:: WORKING DATA
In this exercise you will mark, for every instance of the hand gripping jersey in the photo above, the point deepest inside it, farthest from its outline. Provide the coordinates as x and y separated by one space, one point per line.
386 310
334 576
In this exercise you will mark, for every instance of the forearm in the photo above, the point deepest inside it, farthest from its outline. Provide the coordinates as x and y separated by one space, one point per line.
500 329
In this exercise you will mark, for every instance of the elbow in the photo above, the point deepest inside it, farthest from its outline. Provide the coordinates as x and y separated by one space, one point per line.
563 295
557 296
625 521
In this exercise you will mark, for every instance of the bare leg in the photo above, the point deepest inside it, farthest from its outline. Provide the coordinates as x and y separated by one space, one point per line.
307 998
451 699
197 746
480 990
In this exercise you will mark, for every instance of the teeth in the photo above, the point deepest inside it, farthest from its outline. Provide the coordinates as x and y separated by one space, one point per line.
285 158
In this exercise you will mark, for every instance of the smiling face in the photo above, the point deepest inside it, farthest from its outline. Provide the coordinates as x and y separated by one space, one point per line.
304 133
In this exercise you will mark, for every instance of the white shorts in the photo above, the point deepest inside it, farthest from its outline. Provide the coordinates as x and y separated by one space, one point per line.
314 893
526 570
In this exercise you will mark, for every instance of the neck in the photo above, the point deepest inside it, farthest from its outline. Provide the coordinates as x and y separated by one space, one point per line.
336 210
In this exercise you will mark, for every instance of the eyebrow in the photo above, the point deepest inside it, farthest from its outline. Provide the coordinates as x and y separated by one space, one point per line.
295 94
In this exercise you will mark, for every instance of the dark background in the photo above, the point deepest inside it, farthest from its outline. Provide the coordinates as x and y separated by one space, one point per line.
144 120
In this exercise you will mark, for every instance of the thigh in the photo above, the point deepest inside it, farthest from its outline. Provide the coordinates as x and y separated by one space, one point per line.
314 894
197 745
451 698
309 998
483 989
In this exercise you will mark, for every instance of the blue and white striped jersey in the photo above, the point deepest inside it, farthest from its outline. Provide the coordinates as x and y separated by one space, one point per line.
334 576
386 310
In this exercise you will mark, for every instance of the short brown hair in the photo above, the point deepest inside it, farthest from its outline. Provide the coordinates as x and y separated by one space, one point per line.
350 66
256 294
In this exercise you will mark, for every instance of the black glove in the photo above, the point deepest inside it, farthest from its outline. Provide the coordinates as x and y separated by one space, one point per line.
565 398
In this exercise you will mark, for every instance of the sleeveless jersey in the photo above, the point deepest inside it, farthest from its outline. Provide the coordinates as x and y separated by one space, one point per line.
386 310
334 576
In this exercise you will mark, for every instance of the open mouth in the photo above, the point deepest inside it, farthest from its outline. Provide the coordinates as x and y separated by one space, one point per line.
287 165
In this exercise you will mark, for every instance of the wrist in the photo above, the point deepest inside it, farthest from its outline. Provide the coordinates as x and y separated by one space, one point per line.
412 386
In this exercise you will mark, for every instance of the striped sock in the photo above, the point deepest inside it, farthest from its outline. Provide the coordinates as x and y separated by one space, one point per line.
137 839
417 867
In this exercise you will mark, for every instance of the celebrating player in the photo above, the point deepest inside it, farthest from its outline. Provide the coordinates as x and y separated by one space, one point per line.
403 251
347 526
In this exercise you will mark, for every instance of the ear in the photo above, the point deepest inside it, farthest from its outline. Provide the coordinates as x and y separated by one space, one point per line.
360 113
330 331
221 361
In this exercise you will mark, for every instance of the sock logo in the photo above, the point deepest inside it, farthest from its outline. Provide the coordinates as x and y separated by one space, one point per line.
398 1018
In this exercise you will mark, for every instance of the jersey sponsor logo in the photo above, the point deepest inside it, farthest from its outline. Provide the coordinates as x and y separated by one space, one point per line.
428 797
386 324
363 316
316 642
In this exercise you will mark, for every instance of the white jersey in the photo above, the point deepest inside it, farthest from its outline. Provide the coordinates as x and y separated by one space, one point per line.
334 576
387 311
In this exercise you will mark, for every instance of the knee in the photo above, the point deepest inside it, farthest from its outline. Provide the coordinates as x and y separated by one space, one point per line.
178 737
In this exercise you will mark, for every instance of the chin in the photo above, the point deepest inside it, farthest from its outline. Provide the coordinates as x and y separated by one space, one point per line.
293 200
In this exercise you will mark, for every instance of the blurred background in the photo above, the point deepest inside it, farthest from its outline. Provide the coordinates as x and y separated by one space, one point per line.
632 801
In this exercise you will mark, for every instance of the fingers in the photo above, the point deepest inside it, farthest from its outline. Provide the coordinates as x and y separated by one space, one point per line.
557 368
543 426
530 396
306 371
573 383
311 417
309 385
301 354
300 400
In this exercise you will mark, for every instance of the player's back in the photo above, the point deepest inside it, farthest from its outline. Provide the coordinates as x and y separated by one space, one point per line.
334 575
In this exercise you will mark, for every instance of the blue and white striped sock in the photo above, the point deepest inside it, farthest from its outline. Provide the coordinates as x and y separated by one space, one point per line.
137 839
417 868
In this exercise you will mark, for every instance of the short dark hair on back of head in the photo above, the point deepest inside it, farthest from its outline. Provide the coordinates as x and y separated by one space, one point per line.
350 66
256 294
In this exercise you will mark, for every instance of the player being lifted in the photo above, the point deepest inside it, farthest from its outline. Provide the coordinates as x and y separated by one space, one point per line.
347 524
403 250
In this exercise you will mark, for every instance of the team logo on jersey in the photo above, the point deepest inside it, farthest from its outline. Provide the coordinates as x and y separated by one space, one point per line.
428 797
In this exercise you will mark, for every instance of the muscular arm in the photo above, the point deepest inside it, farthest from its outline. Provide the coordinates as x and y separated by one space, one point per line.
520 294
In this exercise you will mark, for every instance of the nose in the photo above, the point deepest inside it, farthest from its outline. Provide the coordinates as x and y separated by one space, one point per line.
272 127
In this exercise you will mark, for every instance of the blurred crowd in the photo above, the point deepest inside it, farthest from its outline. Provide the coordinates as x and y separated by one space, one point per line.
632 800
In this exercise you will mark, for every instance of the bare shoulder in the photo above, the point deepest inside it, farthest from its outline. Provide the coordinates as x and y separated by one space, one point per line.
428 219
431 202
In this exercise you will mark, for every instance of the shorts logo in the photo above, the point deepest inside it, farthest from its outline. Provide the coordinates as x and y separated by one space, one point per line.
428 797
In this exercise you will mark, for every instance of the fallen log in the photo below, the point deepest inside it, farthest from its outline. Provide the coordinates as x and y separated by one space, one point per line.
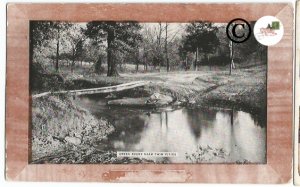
89 91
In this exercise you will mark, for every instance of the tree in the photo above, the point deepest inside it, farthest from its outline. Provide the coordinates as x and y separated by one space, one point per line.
76 40
200 37
120 36
58 29
39 32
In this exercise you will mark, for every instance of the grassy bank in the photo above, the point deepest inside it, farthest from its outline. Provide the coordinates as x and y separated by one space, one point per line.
245 88
58 125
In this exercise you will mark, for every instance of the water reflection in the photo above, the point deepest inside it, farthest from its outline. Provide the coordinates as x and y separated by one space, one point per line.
238 133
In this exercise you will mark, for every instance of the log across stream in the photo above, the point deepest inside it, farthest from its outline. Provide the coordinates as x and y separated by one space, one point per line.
241 136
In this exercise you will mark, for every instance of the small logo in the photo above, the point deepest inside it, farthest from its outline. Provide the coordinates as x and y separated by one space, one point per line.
238 30
268 30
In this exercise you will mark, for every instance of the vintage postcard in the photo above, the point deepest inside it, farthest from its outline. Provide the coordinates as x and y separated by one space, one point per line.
150 92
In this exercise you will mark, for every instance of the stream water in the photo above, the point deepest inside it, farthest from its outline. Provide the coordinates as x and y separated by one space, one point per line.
241 135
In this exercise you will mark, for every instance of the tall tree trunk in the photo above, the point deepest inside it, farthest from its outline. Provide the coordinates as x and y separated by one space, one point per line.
73 61
166 49
98 65
196 60
186 63
31 42
57 50
231 56
159 47
111 63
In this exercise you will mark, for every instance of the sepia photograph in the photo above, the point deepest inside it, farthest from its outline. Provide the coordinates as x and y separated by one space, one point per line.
127 92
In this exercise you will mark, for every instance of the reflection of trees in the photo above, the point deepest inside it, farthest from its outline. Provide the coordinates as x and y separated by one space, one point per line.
128 129
199 118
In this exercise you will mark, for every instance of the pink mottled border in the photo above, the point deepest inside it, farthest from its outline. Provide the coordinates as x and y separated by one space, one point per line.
280 87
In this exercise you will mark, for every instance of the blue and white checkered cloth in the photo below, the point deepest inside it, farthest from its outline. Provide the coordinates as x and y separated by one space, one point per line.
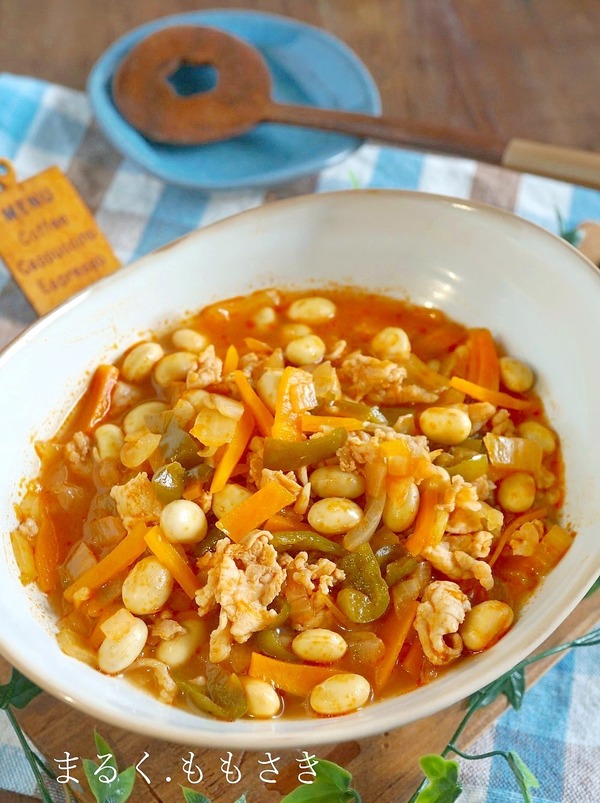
557 732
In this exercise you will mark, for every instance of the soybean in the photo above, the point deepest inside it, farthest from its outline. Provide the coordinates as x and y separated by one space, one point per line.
147 587
340 694
334 515
485 623
329 481
312 310
446 425
183 522
319 645
516 375
516 493
391 343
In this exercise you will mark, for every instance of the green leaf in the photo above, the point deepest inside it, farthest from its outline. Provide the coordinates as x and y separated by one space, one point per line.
191 796
18 691
525 778
443 784
511 684
105 782
331 785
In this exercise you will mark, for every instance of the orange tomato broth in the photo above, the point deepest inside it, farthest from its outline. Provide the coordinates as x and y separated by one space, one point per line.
67 501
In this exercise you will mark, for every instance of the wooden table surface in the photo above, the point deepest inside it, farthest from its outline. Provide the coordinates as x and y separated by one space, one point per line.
528 68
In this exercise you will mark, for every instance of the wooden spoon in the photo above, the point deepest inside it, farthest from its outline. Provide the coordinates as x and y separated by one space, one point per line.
241 98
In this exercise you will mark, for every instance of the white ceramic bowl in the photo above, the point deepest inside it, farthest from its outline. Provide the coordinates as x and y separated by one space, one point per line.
480 265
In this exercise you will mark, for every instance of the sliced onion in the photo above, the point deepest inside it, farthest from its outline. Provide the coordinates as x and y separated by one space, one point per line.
364 530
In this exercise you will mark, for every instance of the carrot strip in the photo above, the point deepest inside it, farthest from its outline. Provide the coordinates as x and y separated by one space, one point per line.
233 451
413 662
430 522
313 423
252 512
394 631
483 366
46 555
122 556
171 559
261 413
232 359
299 679
258 345
495 397
529 515
280 522
98 397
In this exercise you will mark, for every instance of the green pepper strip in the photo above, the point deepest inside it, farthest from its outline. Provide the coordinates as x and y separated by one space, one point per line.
345 407
470 469
281 455
226 691
200 699
365 595
270 643
168 482
293 540
177 444
392 414
388 553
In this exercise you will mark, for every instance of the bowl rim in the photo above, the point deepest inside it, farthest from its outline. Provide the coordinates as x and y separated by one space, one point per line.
303 732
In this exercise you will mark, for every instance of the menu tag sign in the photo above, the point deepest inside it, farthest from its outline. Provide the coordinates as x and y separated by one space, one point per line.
48 237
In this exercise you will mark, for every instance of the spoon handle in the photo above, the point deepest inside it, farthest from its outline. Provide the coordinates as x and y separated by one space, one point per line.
386 129
552 161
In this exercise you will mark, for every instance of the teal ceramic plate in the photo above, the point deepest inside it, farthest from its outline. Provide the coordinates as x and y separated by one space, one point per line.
308 66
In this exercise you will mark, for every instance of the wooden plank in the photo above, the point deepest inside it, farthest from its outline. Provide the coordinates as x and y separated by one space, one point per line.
::::
• PROBLEM TO WORK ON:
Please retype, exactly as written, every line from the line containing "of the carrot" through the last line of the records above, including both of those lines, and nothing else.

• RESULT OF THIS EXERCISE:
In this exercise you will mark, for every instance of the carrot strip in the photo above, the point deepest inside it, farthest from its outline. Provide the coordinates as x and y separated by one space, one point per line.
233 451
413 662
430 522
313 423
252 512
394 631
483 366
46 555
122 556
171 559
261 413
232 359
299 679
258 345
495 397
529 515
280 522
98 397
In this exercise you will mark, for every instance of the green pepper strip in the photo above, the point deepest inside it, farthest from its outline. Provide the coordinates as x and y separated by one space, one point per line.
345 407
470 469
281 455
226 691
200 699
365 595
270 643
168 482
293 540
177 444
392 414
388 553
In this exercise you will mark, for every instance of the bowl rim in the photo above, the point deepest inside it, farthest from its outline. Provide the coordinates as x and y separated by one space, one point per line.
303 732
In this exercise you will mark, for every instance of the menu tag sign in the photo above, the point deepest inside it, farthest from its outline. Provide the coordinates as x and y separated by one space, one point per line.
48 237
In this exercise you will mark, for every instance of the spoon handle in the photo above, the point deepest inside it, farthest from its outline. Provide the coordinates as x and y separated by one space, one point per line.
386 129
552 161
In this exercise you will mark, for every instance of the teal ceramic plate in the photo above, the point deepest inside it, farthest from its outline. Provide the coordinates as x and y separated by one space, one point per line.
308 66
In this exercise you will mark, for every instance of the wooden plank in the photo above, the point deepest inside it, farthest from its outline. Provide the coordinates as x and y separated by one space, one point per line.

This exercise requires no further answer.